DPV as a SKOS vocabulary: Analysis Part 2

Refining DPV's expression in OWL and SKOS using ConceptScheme
published: Tue Jan 25 2022
by Harshvardhan J. Pandit
is part of: Data Privacy Vocabulary (DPV)
is about: Data Privacy Vocabulary (DPV)
DPV DPVCG semantic-web

I was cleaning the spreadsheet we use to maintain DPV concepts, and while on the newly added location fields (Location, SupraNationalUnion, Country, City) I wondered how they might be used with SKOS, especially since this is one case where there will always be 'instances'. So I wrote down my thought process here to have some clarity and start with an use-case to motivate finding a solution.

tldr; Top-concept is declared as owl:Class and skos:ConceptScheme and subsequent concepts are declared as instances of that top-concept, and also as a skos:Concept with skos:broader/skos:narrower used to indicate relation; and skos:inScheme to denote collections or groupings of different concepts.

**Extracted data**
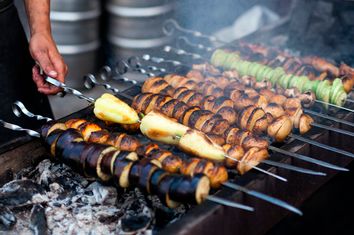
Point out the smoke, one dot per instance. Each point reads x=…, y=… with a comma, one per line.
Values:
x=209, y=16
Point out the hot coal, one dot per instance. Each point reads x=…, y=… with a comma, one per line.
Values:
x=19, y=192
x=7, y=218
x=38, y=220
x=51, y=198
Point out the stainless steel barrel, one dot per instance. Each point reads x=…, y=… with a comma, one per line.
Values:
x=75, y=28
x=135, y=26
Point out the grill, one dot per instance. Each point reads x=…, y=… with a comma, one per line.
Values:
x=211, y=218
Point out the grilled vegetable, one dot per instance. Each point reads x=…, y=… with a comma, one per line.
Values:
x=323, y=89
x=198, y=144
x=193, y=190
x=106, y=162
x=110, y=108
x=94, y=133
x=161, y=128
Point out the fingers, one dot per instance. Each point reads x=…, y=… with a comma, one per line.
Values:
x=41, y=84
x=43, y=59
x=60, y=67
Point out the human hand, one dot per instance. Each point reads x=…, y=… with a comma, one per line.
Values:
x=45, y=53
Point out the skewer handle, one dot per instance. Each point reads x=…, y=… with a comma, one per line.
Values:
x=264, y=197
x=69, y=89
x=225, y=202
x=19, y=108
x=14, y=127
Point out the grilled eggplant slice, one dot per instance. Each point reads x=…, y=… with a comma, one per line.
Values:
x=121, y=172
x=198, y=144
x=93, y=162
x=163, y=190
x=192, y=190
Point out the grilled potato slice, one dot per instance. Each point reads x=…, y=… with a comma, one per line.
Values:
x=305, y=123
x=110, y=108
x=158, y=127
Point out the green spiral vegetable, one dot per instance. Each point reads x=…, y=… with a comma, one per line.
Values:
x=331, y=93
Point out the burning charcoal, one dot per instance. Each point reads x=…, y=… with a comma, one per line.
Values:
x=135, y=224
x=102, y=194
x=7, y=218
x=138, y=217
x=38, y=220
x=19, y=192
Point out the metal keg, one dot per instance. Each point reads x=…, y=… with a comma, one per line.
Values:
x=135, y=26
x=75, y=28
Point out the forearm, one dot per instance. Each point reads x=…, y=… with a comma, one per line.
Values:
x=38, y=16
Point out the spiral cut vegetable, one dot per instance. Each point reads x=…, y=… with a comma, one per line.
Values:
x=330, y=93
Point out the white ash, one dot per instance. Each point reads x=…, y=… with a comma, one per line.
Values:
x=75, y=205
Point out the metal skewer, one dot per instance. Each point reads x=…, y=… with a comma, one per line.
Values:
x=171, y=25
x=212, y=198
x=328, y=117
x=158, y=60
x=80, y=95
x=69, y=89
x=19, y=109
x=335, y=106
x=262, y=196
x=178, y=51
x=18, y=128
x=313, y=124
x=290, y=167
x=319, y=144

* * *

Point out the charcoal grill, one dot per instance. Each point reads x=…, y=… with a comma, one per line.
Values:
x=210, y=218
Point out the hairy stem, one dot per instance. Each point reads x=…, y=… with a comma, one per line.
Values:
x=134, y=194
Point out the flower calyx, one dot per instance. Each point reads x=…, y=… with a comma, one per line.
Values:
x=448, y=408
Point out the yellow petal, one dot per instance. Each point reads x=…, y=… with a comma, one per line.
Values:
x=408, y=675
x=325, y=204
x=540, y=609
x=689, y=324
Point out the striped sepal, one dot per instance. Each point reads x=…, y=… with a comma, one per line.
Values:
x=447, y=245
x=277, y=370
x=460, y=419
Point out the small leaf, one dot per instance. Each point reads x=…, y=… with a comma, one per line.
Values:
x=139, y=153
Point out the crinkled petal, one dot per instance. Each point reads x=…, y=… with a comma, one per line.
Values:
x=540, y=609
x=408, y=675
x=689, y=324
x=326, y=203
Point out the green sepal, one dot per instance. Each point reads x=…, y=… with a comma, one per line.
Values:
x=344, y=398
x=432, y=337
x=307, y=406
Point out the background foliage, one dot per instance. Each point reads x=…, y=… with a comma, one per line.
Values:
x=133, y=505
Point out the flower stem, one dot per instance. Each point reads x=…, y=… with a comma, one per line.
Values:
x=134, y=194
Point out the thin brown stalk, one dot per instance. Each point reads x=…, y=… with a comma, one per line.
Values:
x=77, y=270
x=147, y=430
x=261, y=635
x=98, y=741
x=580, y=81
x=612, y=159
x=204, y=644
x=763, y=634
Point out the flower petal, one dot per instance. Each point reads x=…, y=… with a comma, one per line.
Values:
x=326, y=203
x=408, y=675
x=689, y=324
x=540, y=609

--

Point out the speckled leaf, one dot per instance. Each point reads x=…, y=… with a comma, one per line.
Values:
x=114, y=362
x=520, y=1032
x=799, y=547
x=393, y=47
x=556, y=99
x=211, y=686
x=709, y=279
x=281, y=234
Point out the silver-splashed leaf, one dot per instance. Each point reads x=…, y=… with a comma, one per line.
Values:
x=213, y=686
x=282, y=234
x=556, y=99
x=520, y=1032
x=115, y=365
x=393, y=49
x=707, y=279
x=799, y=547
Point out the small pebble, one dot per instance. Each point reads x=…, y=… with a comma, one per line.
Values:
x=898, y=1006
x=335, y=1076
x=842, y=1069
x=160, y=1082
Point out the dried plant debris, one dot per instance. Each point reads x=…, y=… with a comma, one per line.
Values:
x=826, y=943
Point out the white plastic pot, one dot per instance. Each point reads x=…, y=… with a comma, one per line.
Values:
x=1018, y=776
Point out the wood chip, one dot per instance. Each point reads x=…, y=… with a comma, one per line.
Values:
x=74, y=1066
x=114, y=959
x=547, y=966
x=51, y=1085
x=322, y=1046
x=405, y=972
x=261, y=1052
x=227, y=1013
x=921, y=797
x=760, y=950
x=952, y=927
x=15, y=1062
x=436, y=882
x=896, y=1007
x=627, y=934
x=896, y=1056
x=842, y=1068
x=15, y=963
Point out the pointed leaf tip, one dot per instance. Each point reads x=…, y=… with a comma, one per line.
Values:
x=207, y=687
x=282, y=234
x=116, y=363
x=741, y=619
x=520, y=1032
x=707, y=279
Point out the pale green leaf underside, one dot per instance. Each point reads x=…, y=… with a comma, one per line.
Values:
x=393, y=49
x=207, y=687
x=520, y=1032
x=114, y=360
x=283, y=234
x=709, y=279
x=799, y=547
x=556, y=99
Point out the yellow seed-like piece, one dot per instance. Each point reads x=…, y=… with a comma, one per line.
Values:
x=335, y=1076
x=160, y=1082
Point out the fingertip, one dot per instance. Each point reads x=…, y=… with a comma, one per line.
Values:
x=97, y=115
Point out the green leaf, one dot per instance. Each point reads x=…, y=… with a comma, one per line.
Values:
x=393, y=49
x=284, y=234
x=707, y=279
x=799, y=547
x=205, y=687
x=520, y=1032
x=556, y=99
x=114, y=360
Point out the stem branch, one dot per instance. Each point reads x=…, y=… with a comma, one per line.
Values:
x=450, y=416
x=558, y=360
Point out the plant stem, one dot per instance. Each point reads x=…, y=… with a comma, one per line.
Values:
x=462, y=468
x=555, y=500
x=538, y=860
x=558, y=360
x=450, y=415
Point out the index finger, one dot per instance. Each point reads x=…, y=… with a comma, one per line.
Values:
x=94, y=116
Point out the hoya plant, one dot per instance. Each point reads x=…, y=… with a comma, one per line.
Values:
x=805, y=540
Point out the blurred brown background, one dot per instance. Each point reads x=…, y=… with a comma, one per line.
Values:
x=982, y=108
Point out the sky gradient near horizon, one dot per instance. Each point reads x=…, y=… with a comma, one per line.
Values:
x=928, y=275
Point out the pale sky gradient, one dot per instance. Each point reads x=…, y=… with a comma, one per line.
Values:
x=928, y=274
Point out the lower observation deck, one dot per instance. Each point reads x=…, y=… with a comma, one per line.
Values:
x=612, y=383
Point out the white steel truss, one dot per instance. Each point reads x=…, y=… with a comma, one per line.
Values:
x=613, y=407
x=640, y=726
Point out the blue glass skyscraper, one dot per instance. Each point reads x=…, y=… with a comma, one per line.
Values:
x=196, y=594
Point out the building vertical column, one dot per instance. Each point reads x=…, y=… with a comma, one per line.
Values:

**What this exercise asks**
A: List the location fields that the DPV post says were newly added.
B: Reproduce word for word the part of the DPV post that begins at the words "I was cleaning" and stops after "of different concepts.".
The data after the DPV post has nothing to do with what comes next.

**Task-by-task results**
A: Location, SupraNationalUnion, Country, City

B:
I was cleaning the spreadsheet we use to maintain DPV concepts, and while on the newly added location fields (Location, SupraNationalUnion, Country, City) I wondered how they might be used with SKOS, especially since this is one case where there will always be 'instances'. So I wrote down my thought process here to have some clarity and start with an use-case to motivate finding a solution.

tldr; Top-concept is declared as owl:Class and skos:ConceptScheme and subsequent concepts are declared as instances of that top-concept, and also as a skos:Concept with skos:broader/skos:narrower used to indicate relation; and skos:inScheme to denote collections or groupings of different concepts.